[Object position labeling entries]
## Begin

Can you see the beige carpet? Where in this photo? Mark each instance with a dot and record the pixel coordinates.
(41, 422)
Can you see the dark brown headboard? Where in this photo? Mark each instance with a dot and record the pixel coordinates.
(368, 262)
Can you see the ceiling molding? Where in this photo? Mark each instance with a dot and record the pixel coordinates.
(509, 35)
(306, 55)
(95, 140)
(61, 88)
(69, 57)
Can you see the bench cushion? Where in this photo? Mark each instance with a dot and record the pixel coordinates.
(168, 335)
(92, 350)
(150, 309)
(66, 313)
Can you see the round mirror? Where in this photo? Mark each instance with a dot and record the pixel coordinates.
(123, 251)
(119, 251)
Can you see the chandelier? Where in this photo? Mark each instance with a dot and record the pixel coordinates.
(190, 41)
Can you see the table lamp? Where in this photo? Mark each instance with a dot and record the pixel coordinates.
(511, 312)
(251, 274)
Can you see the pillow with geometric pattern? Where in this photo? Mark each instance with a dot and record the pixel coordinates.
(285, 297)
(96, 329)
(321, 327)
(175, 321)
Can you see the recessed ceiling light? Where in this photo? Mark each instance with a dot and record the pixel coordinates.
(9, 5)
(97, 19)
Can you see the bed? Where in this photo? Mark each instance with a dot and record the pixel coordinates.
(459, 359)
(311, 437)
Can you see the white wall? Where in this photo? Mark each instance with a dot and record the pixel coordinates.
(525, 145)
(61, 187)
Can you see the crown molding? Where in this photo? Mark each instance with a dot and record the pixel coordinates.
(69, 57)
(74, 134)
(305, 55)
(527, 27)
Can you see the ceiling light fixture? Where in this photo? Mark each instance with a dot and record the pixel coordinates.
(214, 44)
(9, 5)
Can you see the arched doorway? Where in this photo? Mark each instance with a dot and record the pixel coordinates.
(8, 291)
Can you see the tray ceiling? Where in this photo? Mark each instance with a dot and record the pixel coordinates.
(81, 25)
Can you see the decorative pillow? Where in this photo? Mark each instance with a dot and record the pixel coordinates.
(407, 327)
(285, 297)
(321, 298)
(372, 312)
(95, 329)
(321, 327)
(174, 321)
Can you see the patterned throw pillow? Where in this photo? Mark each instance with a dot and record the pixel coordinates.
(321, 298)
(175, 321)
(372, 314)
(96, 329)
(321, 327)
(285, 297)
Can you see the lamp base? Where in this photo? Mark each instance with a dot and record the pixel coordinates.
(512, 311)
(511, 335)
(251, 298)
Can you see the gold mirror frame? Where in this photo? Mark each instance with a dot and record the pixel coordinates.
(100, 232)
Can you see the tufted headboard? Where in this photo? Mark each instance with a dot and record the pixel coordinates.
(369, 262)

## End

Task to complete => Give the complete listing a second time, exactly as it reads.

Response =>
Can you see the beige carpet? Where in this photo? Mark each instance with a dot and record the pixel coordinates.
(41, 422)
Can you see the dark brown headboard? Where in this photo? Mark each instance with a dot and record the pixel coordinates.
(368, 262)
Can you see the ceiling molding? Where in this photo? Mark each instance with a dot and record the pixel coordinates.
(509, 35)
(306, 55)
(95, 140)
(61, 88)
(69, 57)
Can you see the bench cushion? Where in this photo? Mark each instance with a dot and record the pixel coordinates.
(168, 335)
(92, 350)
(150, 309)
(66, 313)
Can you see the round mirror? Where in this photo? Mark each instance with a dot and record the pixel coordinates.
(123, 251)
(119, 251)
Can you see the chandelier? Where in this photo? Mark each instance with a dot and record the pixel coordinates.
(190, 41)
Can you see the table lamp? Where in this photo? Mark each instance with a dot and record the pixel coordinates.
(511, 312)
(251, 274)
Can you see the pillow with geometric pattern? Where in this photo? Mark each instance with a dot and record the pixel coordinates.
(285, 297)
(96, 329)
(321, 327)
(175, 321)
Can you see the recessed ceiling light? Where in this photo? Mark each instance with a dot and record the pixel coordinates.
(9, 5)
(97, 19)
Can you see the bed? Where in this photo? Mark each instance with a dot and record the pixel coordinates.
(459, 359)
(311, 437)
Can you see the white wall? Where in this photo? Mark each instance with a dot and record the pixel coordinates.
(525, 145)
(61, 187)
Can you see the crown molding? Where in this photo? Mark each instance with a dot and record the pixel coordinates.
(69, 57)
(74, 134)
(305, 55)
(527, 27)
Can you see the ceiling light fixture? Where in this photo? Mark each instance with a dot and record the pixel coordinates.
(214, 44)
(9, 5)
Can you see the arched doorway? Where in this photo? Mark each instance with a dot and record the pixel coordinates.
(8, 291)
Can you see the tray ceiling? Where in this photo? Mark each instance with a dot and record the pixel coordinates.
(81, 25)
Can you see the decorative pillow? Where in this photo? Mark each instance with a dot and record the pixel coordinates.
(407, 327)
(285, 297)
(321, 298)
(372, 312)
(95, 329)
(321, 327)
(174, 321)
Can you see the patterned throw pillow? Where in this photo? Mark each instance with a dot and record the pixel coordinates.
(321, 298)
(175, 321)
(372, 314)
(96, 329)
(321, 327)
(285, 297)
Can you see the lamp base? Where in this photo? Mark each instance with a dot and record the pixel coordinates.
(512, 311)
(511, 335)
(251, 298)
Can you see the gold mirror frame? Where in this photo? Mark each instance with a dot and record the pixel coordinates.
(100, 232)
Can you see the tufted headboard? Where in this photo? Mark each instance with a dot and record the pixel coordinates.
(369, 262)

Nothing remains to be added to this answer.